→ TO DO
Quote exactly the lines running from the line with "Find the sign" to the end of the entries, including both, and nothing else.

(Beginning of INPUT DATA)

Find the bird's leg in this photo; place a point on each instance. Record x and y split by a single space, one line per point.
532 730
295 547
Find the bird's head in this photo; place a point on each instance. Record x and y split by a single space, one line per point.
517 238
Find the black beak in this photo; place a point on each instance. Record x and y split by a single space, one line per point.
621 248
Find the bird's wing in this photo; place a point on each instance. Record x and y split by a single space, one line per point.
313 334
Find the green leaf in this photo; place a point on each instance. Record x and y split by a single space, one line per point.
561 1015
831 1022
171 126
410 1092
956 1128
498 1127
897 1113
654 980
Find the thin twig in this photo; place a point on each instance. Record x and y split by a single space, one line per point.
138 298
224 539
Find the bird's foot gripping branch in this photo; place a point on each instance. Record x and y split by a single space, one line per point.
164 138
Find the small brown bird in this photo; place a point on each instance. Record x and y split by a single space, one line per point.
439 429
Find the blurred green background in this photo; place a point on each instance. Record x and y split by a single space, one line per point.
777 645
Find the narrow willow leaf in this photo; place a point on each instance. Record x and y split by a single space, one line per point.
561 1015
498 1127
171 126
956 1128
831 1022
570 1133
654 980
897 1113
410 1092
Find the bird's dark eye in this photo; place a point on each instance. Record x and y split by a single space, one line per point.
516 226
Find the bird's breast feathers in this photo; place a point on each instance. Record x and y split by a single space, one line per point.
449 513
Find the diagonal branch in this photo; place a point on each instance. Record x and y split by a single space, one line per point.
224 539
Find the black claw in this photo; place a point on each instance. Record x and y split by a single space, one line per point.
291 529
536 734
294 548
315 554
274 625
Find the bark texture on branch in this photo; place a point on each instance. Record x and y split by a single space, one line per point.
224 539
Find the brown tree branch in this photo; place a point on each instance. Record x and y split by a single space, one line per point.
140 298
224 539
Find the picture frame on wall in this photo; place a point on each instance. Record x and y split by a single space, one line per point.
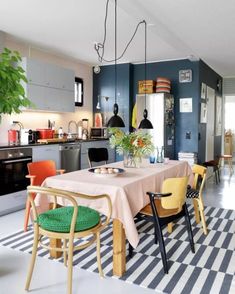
203 117
203 91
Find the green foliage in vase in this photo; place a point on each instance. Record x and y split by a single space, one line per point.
12 76
138 143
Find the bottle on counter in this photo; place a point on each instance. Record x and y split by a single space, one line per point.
60 133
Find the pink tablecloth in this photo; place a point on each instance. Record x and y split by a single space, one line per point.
127 191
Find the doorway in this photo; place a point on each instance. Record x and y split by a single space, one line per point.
210 126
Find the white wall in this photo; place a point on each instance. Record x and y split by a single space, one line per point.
35 120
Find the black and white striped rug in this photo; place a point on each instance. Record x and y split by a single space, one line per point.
210 270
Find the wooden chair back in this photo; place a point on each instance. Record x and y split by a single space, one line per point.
41 170
178 188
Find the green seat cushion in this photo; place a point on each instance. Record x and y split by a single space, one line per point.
59 219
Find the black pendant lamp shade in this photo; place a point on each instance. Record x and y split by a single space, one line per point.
145 123
115 121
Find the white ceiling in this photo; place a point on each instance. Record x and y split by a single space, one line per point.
180 28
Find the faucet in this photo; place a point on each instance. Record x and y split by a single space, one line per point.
69 127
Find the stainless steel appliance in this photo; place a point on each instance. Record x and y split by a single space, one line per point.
97 133
70 156
160 108
13 183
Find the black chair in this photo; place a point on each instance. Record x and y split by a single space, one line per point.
97 155
164 208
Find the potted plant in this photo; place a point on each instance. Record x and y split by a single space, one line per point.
133 146
12 76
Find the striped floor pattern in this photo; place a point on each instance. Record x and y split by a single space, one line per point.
210 270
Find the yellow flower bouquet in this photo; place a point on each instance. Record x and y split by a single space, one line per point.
133 146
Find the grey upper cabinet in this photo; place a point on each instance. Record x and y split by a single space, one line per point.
49 86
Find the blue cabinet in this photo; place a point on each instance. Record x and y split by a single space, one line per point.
104 86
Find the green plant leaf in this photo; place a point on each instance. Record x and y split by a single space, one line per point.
12 77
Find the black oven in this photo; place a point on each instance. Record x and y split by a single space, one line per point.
13 169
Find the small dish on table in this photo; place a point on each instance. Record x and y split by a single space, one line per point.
108 172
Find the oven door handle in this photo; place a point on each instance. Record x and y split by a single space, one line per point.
29 159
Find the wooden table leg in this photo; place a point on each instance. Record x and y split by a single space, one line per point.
119 249
55 243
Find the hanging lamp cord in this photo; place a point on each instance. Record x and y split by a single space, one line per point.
100 47
145 59
115 51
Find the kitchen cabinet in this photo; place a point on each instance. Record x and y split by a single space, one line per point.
49 86
95 144
47 152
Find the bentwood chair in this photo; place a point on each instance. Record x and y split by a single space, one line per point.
195 193
164 208
38 172
67 223
97 155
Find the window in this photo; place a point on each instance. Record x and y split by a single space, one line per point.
78 91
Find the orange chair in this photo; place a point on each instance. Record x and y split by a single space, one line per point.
38 172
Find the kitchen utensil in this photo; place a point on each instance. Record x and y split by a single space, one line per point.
46 133
13 137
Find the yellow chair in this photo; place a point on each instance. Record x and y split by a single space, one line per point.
66 223
164 208
195 193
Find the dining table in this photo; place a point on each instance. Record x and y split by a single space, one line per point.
127 191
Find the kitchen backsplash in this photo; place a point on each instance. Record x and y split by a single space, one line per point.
34 120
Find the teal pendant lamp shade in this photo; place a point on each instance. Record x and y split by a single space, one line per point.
145 123
115 121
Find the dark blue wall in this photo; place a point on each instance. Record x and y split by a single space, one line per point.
184 122
128 77
103 84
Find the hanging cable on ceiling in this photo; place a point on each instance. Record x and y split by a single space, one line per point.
145 123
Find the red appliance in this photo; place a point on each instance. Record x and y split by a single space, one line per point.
46 133
13 137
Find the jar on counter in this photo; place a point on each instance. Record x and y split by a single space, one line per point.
60 133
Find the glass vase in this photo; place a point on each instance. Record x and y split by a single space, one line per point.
130 160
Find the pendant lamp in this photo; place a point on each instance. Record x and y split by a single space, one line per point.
115 121
145 123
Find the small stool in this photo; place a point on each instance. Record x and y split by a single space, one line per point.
229 159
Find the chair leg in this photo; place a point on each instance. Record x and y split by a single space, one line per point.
65 252
33 258
130 249
170 228
98 255
189 228
155 235
218 171
26 216
216 176
201 209
197 217
70 266
161 244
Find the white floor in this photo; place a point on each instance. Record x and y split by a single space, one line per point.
50 277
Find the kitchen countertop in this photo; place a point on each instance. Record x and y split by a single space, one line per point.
6 145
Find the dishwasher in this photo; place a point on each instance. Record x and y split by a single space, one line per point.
70 156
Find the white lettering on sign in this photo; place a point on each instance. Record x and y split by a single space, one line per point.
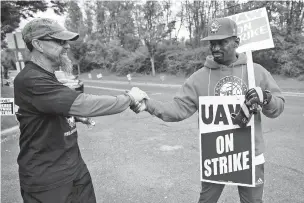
247 16
253 33
224 144
226 164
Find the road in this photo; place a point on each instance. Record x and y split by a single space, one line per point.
139 158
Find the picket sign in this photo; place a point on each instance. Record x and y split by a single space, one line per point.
227 151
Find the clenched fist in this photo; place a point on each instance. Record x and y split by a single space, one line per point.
137 95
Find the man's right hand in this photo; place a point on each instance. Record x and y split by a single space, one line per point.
137 95
139 107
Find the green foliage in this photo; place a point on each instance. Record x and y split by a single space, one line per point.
287 58
133 37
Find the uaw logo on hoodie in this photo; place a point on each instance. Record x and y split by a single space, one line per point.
230 85
72 124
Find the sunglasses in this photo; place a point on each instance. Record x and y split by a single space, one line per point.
58 41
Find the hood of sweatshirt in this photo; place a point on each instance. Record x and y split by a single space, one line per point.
210 63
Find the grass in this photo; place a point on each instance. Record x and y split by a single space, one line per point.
285 83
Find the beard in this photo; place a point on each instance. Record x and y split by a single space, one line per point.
66 64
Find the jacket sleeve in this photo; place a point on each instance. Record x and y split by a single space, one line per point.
181 107
86 105
276 104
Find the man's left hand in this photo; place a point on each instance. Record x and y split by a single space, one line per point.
257 96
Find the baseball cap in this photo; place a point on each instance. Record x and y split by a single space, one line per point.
41 27
221 28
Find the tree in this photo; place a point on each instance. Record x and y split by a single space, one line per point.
75 23
13 11
151 29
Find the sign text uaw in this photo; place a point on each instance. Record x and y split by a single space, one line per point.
226 149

(End of INPUT DATA)

→ COMPLETED EXERCISE
Find the sign text uaw in this photo; place a point on each instance. Record x and y split by a single space, one line per point.
226 149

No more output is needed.